* Begin PROVIDED PASSAGE *

I don't know if it's really a bad thing for students to assume that their
teachers are not going to mess with them by giving them an unsolveable
problem, doesn't that just indicate that they trust their teacher? In the case
of real world problems, there may or not be a specific correct answer, and I
think students know that on some level. Maybe a better way to ask that
question would be, "Suppose you know that there are 125 sheep and 5 dogs in a
flock. Your friend Amelia asks you, 'How old is the shepherd?' What would be
your response?" That way the hypothetical nature of the question is more
obvious.

------
perilunar
Obligatory link: A Mathematician’s Lament

[http://www.maa.org/external_archive/devlin/LockhartsLament.p...](http://www.maa.org/external_archive/devlin/LockhartsLament.pdf)

* End PROVIDED PASSAGE *

[THE EXERCISE] Continue the forum thread about the shepherd's-age math problem, starting after its last line.

* Begin MATERIAL *

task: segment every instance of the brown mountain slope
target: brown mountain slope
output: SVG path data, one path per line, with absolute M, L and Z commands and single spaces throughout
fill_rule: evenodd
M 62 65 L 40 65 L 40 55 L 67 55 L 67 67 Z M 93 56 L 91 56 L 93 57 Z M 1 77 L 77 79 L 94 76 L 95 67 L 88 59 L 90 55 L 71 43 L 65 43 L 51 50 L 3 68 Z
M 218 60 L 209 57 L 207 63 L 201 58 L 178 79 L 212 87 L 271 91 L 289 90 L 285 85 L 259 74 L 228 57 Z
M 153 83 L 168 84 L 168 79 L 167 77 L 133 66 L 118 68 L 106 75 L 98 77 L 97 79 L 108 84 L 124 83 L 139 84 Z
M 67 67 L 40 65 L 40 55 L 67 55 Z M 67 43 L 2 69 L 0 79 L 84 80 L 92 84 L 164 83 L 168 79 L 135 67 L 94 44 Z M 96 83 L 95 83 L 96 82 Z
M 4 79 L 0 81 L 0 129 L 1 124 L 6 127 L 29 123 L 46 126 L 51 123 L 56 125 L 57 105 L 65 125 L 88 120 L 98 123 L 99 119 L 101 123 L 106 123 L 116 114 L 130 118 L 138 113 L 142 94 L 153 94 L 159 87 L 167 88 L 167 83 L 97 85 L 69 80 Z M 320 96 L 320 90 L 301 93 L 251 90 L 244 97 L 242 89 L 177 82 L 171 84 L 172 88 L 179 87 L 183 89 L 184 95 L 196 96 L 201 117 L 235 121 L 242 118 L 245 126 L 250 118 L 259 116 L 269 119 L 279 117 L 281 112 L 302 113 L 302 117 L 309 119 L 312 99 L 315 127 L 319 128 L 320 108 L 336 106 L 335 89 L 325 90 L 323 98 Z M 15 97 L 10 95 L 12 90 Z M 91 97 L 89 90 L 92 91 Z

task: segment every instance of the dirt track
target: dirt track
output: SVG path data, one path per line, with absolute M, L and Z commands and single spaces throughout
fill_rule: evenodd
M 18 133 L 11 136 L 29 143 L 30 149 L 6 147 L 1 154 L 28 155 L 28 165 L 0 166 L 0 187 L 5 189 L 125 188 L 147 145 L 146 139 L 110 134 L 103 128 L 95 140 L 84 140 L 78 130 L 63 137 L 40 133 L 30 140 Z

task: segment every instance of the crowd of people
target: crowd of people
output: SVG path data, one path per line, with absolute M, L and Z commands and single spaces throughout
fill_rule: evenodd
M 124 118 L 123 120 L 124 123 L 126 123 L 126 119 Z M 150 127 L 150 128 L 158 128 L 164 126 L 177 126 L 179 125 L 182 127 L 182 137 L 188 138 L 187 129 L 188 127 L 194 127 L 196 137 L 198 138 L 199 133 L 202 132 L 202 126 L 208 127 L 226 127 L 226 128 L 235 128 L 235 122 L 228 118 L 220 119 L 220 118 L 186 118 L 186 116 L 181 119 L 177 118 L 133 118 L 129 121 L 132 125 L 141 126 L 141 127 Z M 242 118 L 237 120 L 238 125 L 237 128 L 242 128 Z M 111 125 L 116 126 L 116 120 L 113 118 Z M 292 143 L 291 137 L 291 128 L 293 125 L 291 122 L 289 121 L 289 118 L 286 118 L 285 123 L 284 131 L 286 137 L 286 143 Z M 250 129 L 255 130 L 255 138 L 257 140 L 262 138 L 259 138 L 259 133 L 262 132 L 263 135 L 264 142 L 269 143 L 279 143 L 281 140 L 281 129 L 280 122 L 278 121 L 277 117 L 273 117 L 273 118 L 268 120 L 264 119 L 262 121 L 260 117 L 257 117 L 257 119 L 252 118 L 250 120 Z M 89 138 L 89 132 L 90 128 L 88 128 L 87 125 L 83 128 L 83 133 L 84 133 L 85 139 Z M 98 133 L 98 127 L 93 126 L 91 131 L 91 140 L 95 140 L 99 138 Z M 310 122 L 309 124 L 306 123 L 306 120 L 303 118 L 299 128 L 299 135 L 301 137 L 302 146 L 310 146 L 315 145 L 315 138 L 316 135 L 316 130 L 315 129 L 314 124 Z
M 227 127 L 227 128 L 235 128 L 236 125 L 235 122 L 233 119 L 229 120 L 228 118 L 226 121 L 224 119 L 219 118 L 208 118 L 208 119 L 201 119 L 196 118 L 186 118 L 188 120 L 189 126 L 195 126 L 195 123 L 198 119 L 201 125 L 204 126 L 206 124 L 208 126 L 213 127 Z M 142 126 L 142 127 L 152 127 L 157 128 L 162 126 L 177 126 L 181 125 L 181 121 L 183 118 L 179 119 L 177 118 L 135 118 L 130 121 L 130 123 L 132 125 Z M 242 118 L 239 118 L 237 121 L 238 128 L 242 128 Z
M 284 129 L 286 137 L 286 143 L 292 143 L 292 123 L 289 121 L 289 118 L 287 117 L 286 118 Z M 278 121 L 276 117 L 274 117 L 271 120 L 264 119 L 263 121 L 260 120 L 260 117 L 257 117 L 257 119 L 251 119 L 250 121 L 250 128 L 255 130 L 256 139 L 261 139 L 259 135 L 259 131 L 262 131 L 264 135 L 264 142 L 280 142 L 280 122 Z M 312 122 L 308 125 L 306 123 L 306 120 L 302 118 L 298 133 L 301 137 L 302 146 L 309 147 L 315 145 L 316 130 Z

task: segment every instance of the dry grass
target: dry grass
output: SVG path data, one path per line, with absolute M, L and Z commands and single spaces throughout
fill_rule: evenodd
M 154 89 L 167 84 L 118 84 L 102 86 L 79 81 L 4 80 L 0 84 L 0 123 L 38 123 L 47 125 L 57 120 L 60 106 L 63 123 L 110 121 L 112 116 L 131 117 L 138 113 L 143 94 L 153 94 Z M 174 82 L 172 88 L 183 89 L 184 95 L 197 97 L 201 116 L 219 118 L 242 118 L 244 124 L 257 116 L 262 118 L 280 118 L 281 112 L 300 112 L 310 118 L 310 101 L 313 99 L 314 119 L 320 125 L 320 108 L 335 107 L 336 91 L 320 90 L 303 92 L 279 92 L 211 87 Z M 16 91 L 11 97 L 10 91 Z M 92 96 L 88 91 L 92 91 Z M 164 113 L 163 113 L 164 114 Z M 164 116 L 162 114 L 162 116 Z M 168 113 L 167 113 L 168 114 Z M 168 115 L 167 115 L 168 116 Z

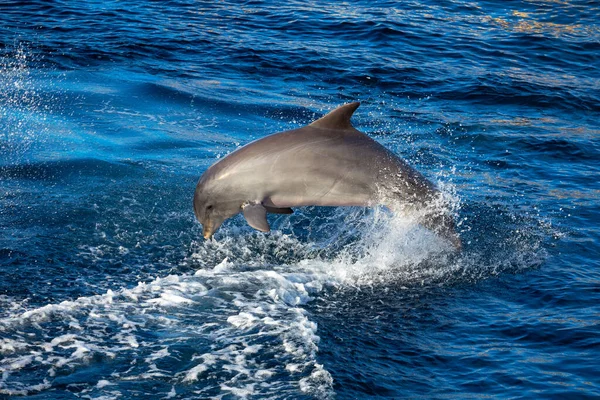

* End MATERIAL *

[SOLVED EXERCISE]
------
nitwit005
If you want to know how a student will confront a real problem, you need to
create a context where they won't try to outsmart whoever wrote the question.

It's entirely possible to solve a math problem using psychology instead of
math, because math problems are made by people. We've all done a horrifying
amount of schoolwork, and thus have a pretty good data set in our head from
which to extrapolate.

Suppose I tell you that an algebra textbook question includes the numbers 32,
4 and 64 in the problem text. What's the answer? I'd bet most of us would
guess 2 or 4.